=== Work to complete ===
[a] According to the article on big data analytics, what is the core of XDR?
[b] Please list every vector that the article on big data analytics says XDR usually takes data feeds from.

=== Passage to read ===
Curious about the relevance of big data analytics in cybersecurity? This article will show you the different techniques in big data analytics which drive innovation to information technology security.
What Is Big Data Analytics?
Big data analytics is the process of deriving insights from big data to assist organizations in making informed business decisions. It is a complex process that helps identify hidden patterns, correlate information, detect market trends, and identify customer preferences. Typically, this process involves statistical analysis, predictive modeling, and what-if analysis.
Data analytics technologies provide the means to derive insights from large data sets. Business intelligence (BI) queries, for example, answer rudimentary questions about business operations and performance. Organizations employ big data analytics to improve business outcomes and gain a competitive advantage. For example, it can help improve marketing and identify new revenue opportunities.
XDR and Big Data Analytics
Extended detection and response (XDR) is a modern threat detection approach providing comprehensive protection against cyberattacks. The core of XDR is security analytics, which helps make sense of telemetry from diverse sources. XDR usually processes data feeds from many vectors, including endpoints, email, servers, and networks.

=== Data segment ===
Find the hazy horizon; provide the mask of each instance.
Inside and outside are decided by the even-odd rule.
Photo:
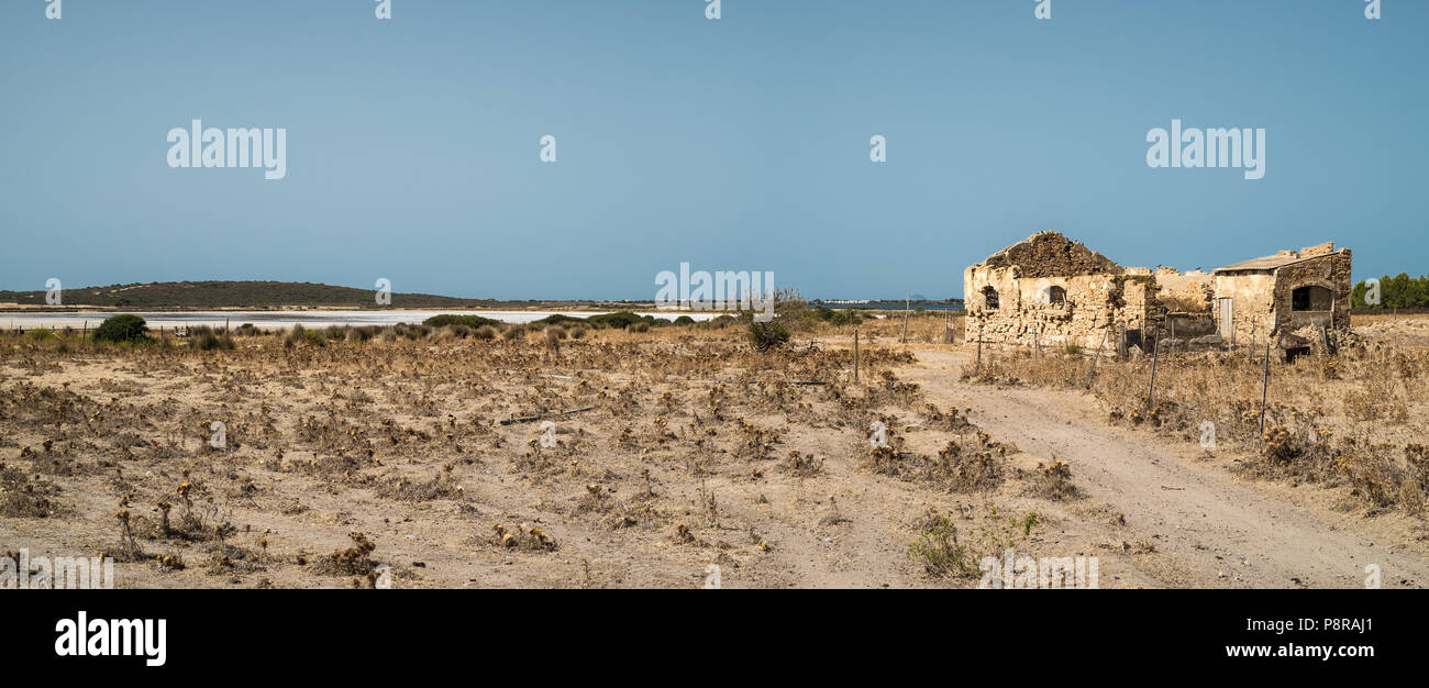
[[[0,288],[643,300],[687,261],[942,300],[1040,230],[1122,265],[1335,241],[1356,281],[1429,271],[1429,3],[372,4],[0,7]],[[170,167],[196,118],[283,128],[284,177]],[[1173,120],[1265,128],[1265,177],[1149,167]]]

=== Responses in order ===
[a] Security analytics

[b] Endpoints, email, servers, networks